- GOALS
(a) According to the text on document legalization, which countries generally accept documents from any country without any certification?
(b) Write what comes next in the text on document legalization, starting after its last sentence.

- READING TEXT

▼▼▼

In international law, document legalization is the process of authenticating or certifying a document so it can be accepted in another country.

Rationale and procedure
Due to the lack of familiarity with foreign documents or the entities that issue them, many countries require that foreign documents be legalized to be accepted there. This legalization procedure generally consists of a chain of certifications, by one or more authorities of the country of origin of the document and of the destination country. The first authority certifies the issuer of the document, and each subsequent authority certifies the previous one, until the final certification is made by an authority of the destination country that can be recognized by the final user there.

The certifying authorities generally include the Ministry of Foreign Affairs or equivalent of the country of origin and an embassy or consulate of the destination country located in the country of origin. For example, a Canadian document to be used in the Netherlands must be certified by Global Affairs Canada or the legalization service of a Canadian province or territory, then by an embassy or consulate of the Netherlands in Canada.

Some cases may require more certifications. For example, to be accepted in mainland China, a document from the U.S. state of Maryland not issued by a government official must be certified by a notary public, who must then be certified by the clerk of the circuit court in the notary's county, who must then be certified by the state of Maryland, which must then be certified by the U.S. Department of State, which must finally be certified by the Embassy of China in the United States. In some countries, an additional certification by the Ministry of Foreign Affairs of the destination country is also required.

On the other hand, some cases may require only one certification. For example, if the purpose of a Canadian document is to apply for a Dutch passport in Canada, it is sufficient for the document to be certified by Global Affairs Canada. For a document issued by a Canadian government authority to be used in Brazil, it is sufficient for the document to be certified by a Brazilian embassy or consulate in Canada.

Not all countries require legalization of foreign documents. For example, Canada, Japan, South Africa, the United Kingdom and the United States generally accept documents from any country without any certification.

Agreements
Some countries have agreements eliminating the legalization requirement for certain documents issued by each other, such as between Argentina and Italy, between Brazil and France, and between parties of the Convention on the Issue of Multilingual Extracts from Civil Status Records. The European Union also has a regulation eliminating the legalization requirement for certain documents of its member states to be accepted by each other.

▲▲▲

Point placement items
▼▼▼

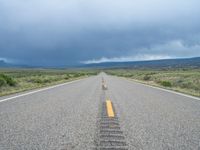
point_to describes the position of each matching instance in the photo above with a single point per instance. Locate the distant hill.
(165, 63)
(4, 64)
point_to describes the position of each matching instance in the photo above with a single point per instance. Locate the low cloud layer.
(59, 32)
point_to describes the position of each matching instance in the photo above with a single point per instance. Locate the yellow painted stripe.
(109, 107)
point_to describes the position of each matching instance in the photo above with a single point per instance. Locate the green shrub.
(7, 79)
(147, 77)
(2, 82)
(166, 83)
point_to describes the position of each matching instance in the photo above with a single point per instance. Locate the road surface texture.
(67, 117)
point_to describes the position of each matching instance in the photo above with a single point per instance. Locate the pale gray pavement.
(65, 117)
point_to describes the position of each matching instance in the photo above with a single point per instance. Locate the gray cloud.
(59, 32)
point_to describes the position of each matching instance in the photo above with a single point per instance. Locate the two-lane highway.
(66, 117)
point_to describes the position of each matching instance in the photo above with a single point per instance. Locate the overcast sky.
(69, 32)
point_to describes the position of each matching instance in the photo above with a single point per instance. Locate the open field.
(18, 80)
(181, 80)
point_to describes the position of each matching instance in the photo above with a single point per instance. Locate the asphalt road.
(65, 117)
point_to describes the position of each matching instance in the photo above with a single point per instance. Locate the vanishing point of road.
(100, 112)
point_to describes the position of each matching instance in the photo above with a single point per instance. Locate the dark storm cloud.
(58, 32)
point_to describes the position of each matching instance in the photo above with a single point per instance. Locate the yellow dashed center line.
(109, 107)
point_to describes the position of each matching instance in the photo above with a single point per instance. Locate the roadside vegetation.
(181, 80)
(18, 80)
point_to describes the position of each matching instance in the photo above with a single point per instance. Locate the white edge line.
(43, 89)
(166, 90)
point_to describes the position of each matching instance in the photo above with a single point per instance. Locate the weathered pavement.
(70, 117)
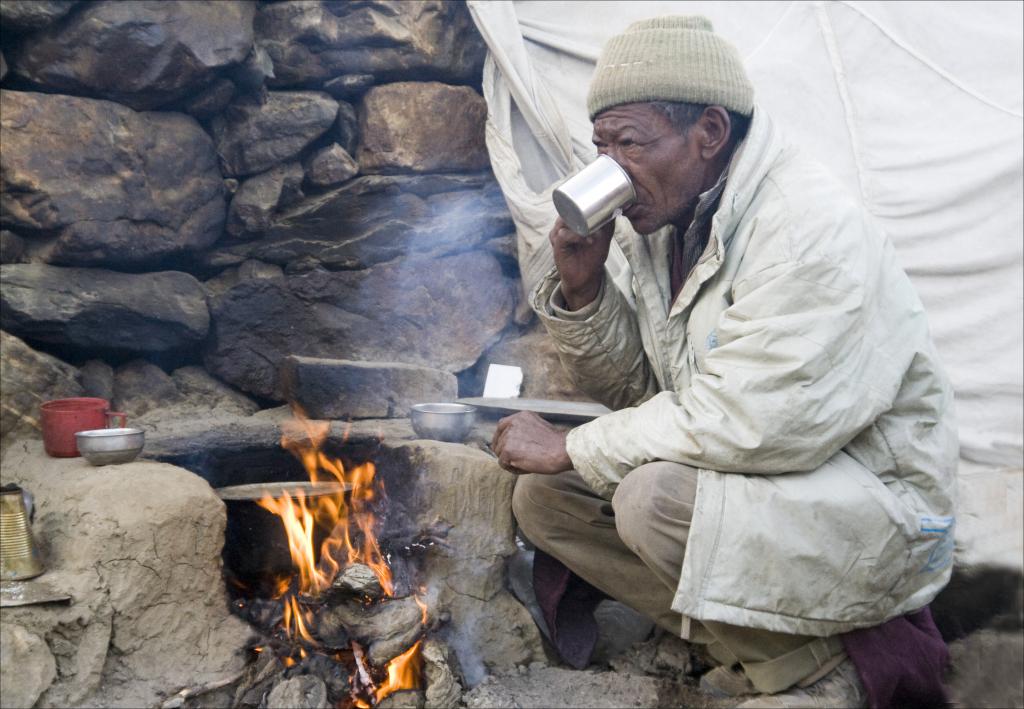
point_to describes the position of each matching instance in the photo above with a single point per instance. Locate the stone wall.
(218, 185)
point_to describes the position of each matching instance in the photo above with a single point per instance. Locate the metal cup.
(595, 196)
(19, 557)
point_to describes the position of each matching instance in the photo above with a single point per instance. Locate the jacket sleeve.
(599, 345)
(794, 378)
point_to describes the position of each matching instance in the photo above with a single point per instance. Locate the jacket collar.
(754, 158)
(749, 166)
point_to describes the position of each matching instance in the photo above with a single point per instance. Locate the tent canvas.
(918, 108)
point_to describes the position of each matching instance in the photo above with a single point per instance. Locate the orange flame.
(402, 672)
(302, 516)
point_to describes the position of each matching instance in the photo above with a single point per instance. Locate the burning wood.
(342, 596)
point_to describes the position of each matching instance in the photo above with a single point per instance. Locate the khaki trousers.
(632, 548)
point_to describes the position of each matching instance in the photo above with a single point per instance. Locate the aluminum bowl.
(110, 446)
(450, 422)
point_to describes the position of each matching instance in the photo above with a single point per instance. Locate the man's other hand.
(580, 261)
(525, 443)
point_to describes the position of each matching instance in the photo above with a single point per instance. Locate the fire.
(349, 525)
(402, 672)
(301, 516)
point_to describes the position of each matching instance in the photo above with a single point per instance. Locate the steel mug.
(595, 196)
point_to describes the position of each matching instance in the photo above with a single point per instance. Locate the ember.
(349, 518)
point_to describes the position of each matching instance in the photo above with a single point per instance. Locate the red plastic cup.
(61, 418)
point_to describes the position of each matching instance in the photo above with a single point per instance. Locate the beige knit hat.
(671, 58)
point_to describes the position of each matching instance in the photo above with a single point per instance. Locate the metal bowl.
(110, 446)
(450, 422)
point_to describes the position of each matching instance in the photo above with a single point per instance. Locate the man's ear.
(714, 131)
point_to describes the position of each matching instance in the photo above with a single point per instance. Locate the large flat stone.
(312, 42)
(137, 546)
(440, 313)
(355, 226)
(102, 184)
(258, 198)
(25, 15)
(338, 388)
(254, 136)
(172, 47)
(27, 379)
(102, 309)
(422, 127)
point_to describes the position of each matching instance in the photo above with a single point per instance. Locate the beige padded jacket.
(797, 372)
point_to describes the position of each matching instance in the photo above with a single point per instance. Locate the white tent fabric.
(919, 108)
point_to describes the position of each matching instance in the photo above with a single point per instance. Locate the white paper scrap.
(503, 381)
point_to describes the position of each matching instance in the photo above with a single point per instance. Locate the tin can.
(19, 557)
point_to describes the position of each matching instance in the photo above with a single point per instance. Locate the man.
(779, 467)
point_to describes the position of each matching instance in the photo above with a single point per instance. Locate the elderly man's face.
(667, 168)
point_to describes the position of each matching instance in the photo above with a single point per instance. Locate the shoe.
(725, 682)
(840, 689)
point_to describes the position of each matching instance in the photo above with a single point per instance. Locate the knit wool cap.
(671, 58)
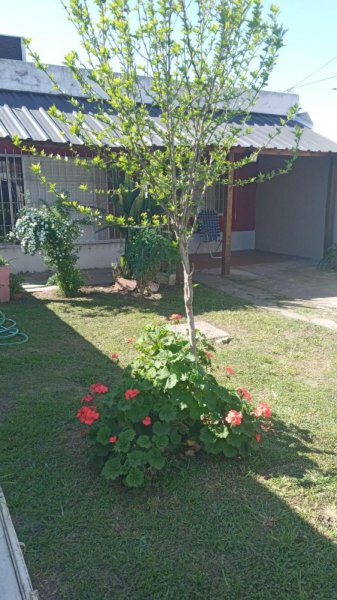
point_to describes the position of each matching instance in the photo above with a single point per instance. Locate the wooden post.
(227, 224)
(330, 207)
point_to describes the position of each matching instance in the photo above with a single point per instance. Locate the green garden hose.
(9, 333)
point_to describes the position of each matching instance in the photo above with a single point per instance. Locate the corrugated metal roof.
(26, 115)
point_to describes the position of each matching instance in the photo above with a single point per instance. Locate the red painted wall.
(244, 201)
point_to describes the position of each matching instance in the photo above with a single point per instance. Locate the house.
(291, 215)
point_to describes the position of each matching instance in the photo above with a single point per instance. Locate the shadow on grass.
(207, 528)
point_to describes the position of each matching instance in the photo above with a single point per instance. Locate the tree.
(173, 83)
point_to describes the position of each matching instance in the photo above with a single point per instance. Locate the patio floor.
(238, 259)
(293, 287)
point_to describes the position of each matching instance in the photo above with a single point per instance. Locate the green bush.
(52, 231)
(15, 284)
(146, 251)
(167, 400)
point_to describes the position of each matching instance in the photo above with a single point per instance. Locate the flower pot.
(125, 285)
(4, 283)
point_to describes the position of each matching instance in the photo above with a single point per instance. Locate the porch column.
(227, 224)
(331, 199)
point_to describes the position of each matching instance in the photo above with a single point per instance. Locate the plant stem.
(188, 291)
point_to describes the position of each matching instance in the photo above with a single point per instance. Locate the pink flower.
(234, 417)
(244, 394)
(131, 393)
(263, 410)
(175, 317)
(87, 398)
(229, 371)
(98, 388)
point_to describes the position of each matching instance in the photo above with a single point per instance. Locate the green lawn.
(207, 527)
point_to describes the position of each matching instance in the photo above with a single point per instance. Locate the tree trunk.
(188, 292)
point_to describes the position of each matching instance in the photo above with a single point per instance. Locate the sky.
(310, 42)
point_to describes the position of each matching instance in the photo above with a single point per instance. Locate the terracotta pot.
(125, 285)
(4, 283)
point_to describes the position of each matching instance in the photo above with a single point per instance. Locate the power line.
(298, 84)
(318, 81)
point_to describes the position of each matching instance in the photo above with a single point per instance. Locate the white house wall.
(91, 256)
(290, 209)
(68, 177)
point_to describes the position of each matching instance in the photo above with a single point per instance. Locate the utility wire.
(298, 84)
(318, 81)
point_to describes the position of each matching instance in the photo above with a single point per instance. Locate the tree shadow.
(206, 528)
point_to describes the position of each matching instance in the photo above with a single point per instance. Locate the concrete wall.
(98, 255)
(290, 209)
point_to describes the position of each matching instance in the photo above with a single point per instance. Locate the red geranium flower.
(234, 417)
(87, 398)
(229, 371)
(244, 394)
(87, 415)
(131, 393)
(98, 388)
(263, 410)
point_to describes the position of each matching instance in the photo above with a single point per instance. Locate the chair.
(209, 229)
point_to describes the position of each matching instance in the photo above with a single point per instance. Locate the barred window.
(11, 192)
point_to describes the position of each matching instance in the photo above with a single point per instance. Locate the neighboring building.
(292, 214)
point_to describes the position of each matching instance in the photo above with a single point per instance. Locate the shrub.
(167, 399)
(145, 253)
(15, 284)
(51, 231)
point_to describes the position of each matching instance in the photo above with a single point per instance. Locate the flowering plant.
(167, 399)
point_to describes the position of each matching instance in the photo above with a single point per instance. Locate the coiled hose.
(10, 335)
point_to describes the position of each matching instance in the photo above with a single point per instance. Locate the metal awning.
(26, 114)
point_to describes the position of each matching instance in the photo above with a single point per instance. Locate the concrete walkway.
(296, 289)
(15, 583)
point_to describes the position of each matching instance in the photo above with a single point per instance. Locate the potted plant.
(148, 248)
(4, 280)
(168, 270)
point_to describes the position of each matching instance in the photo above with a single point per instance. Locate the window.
(11, 192)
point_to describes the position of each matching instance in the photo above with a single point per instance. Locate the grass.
(207, 527)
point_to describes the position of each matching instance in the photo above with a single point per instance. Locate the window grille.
(11, 192)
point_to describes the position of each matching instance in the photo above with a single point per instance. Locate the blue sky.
(311, 41)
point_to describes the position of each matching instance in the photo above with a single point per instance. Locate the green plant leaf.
(160, 428)
(230, 451)
(171, 382)
(161, 441)
(135, 477)
(144, 441)
(168, 412)
(124, 440)
(103, 434)
(156, 459)
(137, 458)
(112, 468)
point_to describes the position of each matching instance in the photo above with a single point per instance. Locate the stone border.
(23, 582)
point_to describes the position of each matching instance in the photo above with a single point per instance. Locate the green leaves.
(193, 409)
(112, 468)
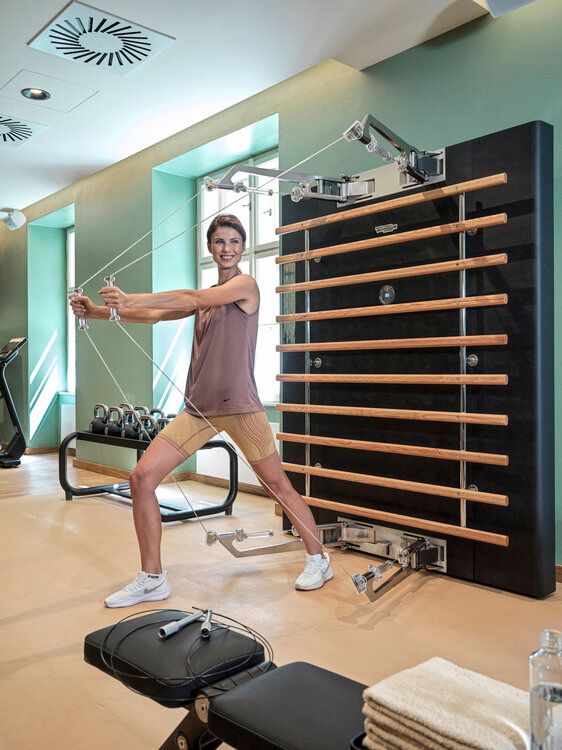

▲▲▲

- THE RESULTS
(a) Canada, Japan, South Africa, the United Kingdom and the United States.

(b)
Apostille Convention
The Apostille Convention is intended to simplify the legalization procedure by replacing it with a certification called an apostille, issued by an authority designated by the country of origin. If the convention applies between two countries, the apostille is sufficient for the document to be accepted in the destination country.

Ideally the apostille would be the only certification needed, but in some cases additional certifications in the country of origin may be required before the apostille is issued. For example, documents not issued by a government official may need to be certified by a notary; in some U.S. states, documents certified by a notary or city official must then be certified by the respective county or court; finally the apostille may be issued, certifying the previous official. In any case, after the apostille, no certification by the destination country is required.

The Apostille Convention requires that countries part of the convention direct their embassies and consulates to no longer perform legalizations of documents where the convention applies. The removal of this service is intended to prevent excessive certifications potentially required by overzealous institutions, but in cases where a consular certification alone would otherwise be sufficient to legalize a document and the apostille procedure requires more steps or higher fees, the convention may actually result in a more complex or more costly procedure to certify the document.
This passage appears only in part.